### Task statement:
Please use the text below on the Greenpeace web server to explain, in one to three sentences, why Greenpeace had to launch its own webserver in 1992.

### Source document:
'''
WWW server of Greenpeace in 1992

WWW server of Greenpeace in 1992

In 1992 several months after the launch of the World Wide Web by Tim Berners-Lee of CERN in Switzerland Antenna was asked to assist Greenpeace International to launch their first website. In fact it meant it was one of the first webservers on the Internet: For years it remained among the top 10 of the most visited websites. Besides the Greenpeace site very few webservers were at that time available. Launching their own webserver was needed as there were no Internet Service Providers enabling public sites. (1)

Antenna Foundation installed a very early version of Linux on an old Toshiba Laptop – with a 20 Mb hard disk and a 386 processor – functioning as their webserver and hosting the Greenpeace website. NLnet Foundation who provided the leased link to the Internet had to expand the link almost each month as the traffic kept on increasing. Also the server needed constant upgrading as the demand for their information kept growing.

Sjoerd Jongens (Foto: John Novis (c) Greenpeace)
'''
### Extracted data:
'''
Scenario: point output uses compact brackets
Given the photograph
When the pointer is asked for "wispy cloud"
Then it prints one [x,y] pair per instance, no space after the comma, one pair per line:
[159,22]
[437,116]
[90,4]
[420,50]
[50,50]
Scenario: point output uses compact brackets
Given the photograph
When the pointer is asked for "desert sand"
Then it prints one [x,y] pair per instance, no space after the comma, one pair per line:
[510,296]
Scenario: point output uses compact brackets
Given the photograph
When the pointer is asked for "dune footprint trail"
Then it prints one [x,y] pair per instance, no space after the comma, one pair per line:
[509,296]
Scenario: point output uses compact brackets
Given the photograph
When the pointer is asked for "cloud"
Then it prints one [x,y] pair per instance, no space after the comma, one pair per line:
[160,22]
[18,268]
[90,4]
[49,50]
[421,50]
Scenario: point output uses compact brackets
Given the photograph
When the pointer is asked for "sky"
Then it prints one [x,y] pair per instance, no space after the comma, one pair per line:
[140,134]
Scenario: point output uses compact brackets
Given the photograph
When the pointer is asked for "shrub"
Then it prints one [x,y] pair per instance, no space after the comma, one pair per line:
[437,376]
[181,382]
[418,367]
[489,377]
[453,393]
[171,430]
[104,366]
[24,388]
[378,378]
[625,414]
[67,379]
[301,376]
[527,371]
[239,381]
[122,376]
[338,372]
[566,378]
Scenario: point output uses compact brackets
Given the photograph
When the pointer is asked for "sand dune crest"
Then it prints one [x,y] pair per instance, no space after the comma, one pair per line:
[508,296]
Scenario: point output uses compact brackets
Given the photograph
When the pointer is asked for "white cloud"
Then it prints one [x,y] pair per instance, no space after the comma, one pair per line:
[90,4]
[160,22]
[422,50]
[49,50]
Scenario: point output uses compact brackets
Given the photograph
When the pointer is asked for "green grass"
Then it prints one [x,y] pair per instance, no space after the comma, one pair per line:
'''
### Completed exercise:
Greenpeace had to launch its own webserver because at that time there were no Internet Service Providers enabling public sites.